- **やること**
a) 通州事件についての抜粋に出てくる当時の新聞の見出しを、全部書き出してください。
b) 通州事件についての抜粋の続きを、最後の文のあとから二、三文で書いてください。

通州事件は日本軍の従属下にあった傀儡軍の保安隊が起こした虐殺事件であり、中国国民政府軍ではなかった。しかし当時の日本では中国軍による日本人居留民虐殺事件としてセンセーショナルに報道した。当時の新聞には、「戦慄! 通州反乱隊の残虐 突如全市に襲撃」「恨み深し! 通州暴虐の全貌 保安隊変じて鬼畜、罪なき同胞を虐殺」「悲痛の通州城! 邦人の鼻に針金とおして 鬼畜暴虐の限り」「世紀の残虐・ああ呪ひの通州 夫より迸る血の海に 鬼畜! 臨月の腹を蹴る」といった見出しが躍った。保安隊の残虐、残忍性を強調し、日本人居留民がいかに残酷な手段と方法で虐殺されたかを強調して、保安隊そして中国軍にたいする憎しみを喚起して、敵愾心、報復心、復讐心をき立てて、「暴戻なる(あらあらしくて道理にもとる)中国、中国人を懲らしめる」、当時の言葉でいえば「暴戻なる支那の膺懲」すなわち「暴支膺懲」のための正当、正義の戦争が「支那事変」(日中戦争)であると日本国民に思い込ませる意図をもっていたことにある。

- **渡された資料**
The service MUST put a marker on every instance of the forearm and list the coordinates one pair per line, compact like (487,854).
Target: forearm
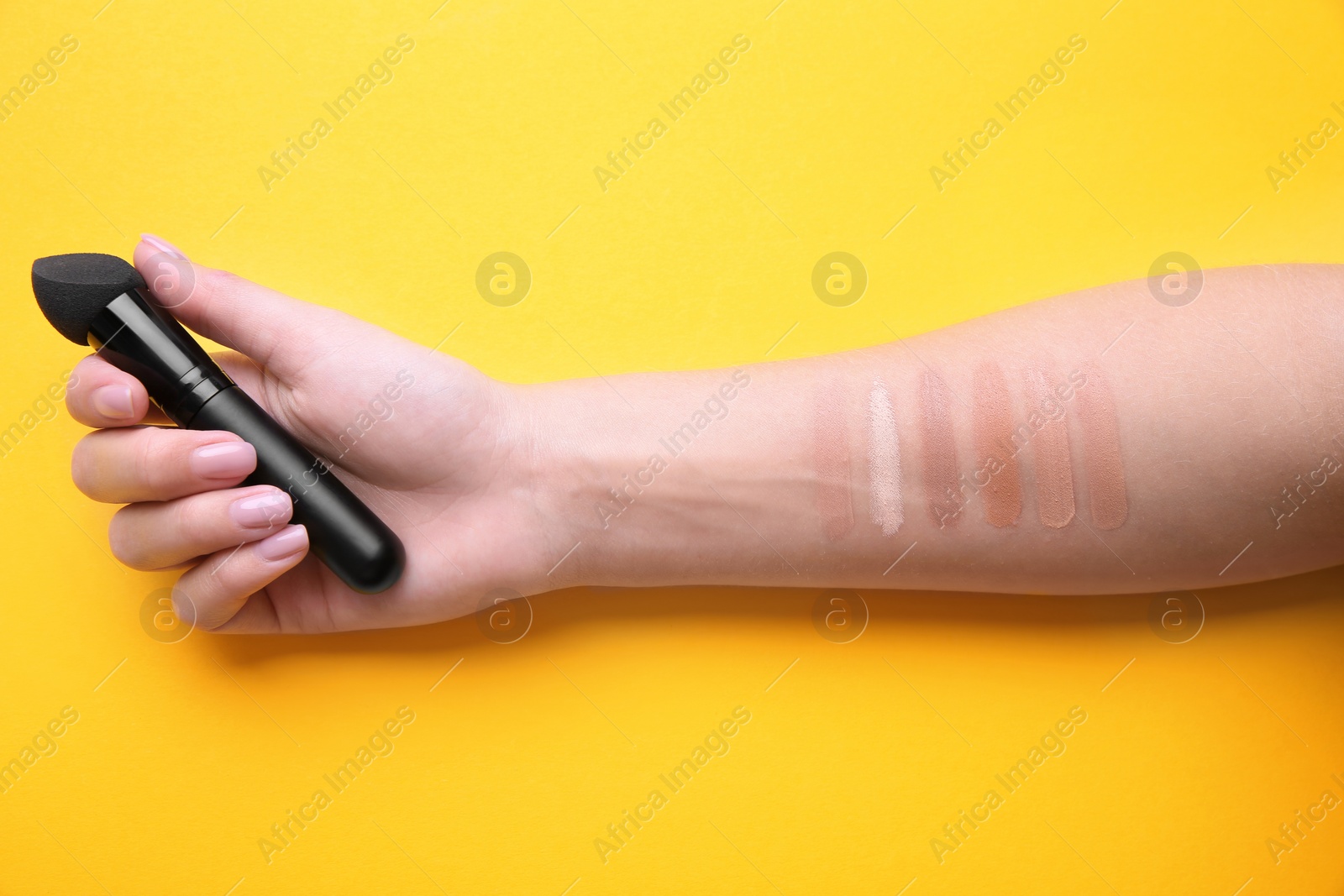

- **課題ごとの結果**
a)
・戦慄! 通州反乱隊の残虐 突如全市に襲撃
・恨み深し! 通州暴虐の全貌 保安隊変じて鬼畜、罪なき同胞を虐殺
・悲痛の通州城! 邦人の鼻に針金とおして 鬼畜暴虐の限り
・世紀の残虐・ああ呪ひの通州 夫より迸る血の海に 鬼畜! 臨月の腹を蹴る

b)
 
現在でも、5カ月後の37年12月、日本軍が引き起こした南京大虐殺に影響を与えた事件として推測されているように、通州事件は官民挙げて日中戦争へ突き進んだ、大きな要因となった事件である。
 
本書は、その通州事件に至る「前史」「前夜」の歴史的背景、事件の全貌、そして、恩讐を乗り越え、反戦の思想にたどり着いた遺族の「戦後」をたどった貴重な記録である。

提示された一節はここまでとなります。